• WHAT THIS TASK INVOLVES:
Check each line of the entries. Copy the ones that contain the string "item".

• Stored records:
________________________________________

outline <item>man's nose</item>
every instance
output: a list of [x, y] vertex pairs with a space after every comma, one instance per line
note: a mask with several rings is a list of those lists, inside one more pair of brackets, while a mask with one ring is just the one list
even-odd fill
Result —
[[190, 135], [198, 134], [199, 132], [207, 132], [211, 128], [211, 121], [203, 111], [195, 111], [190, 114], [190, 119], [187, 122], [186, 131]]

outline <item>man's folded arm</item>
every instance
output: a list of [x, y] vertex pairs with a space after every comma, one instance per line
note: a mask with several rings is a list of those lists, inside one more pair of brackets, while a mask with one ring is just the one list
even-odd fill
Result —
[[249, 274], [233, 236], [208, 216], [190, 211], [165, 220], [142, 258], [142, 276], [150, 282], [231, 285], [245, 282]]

________________________________________

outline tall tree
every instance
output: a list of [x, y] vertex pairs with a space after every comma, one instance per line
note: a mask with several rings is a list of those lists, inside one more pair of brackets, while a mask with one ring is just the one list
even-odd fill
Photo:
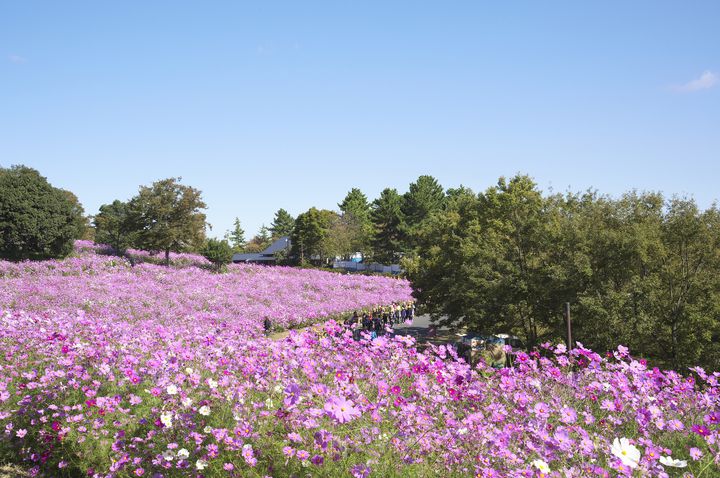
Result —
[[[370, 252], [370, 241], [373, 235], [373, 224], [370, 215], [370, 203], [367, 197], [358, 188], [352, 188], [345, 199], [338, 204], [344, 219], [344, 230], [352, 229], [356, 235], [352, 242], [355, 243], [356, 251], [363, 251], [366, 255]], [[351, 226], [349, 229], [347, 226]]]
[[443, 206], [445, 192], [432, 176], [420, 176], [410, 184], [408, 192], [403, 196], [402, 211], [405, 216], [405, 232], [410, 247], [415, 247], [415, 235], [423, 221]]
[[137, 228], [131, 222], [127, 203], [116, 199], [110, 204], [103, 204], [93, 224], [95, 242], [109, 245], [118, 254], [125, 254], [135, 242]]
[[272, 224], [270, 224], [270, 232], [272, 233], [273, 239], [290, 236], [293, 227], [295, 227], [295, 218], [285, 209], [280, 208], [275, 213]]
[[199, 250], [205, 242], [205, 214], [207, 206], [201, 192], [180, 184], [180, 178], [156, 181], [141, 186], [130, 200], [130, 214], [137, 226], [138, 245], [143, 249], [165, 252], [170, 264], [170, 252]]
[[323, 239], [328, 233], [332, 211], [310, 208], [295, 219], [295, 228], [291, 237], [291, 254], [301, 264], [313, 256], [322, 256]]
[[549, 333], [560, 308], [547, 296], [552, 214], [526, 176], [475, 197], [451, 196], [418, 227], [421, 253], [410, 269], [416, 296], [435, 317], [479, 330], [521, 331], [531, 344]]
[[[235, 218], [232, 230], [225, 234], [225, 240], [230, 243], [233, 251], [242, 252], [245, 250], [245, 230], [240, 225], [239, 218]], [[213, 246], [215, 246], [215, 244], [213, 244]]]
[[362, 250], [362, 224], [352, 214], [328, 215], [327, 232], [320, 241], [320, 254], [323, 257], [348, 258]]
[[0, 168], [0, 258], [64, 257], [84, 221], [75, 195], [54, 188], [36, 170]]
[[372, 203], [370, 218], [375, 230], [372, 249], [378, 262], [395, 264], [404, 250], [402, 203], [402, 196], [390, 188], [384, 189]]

________________________________________

• ANSWER TO THE EXERCISE:
outline <item>man's nose</item>
outline <item>man's folded arm</item>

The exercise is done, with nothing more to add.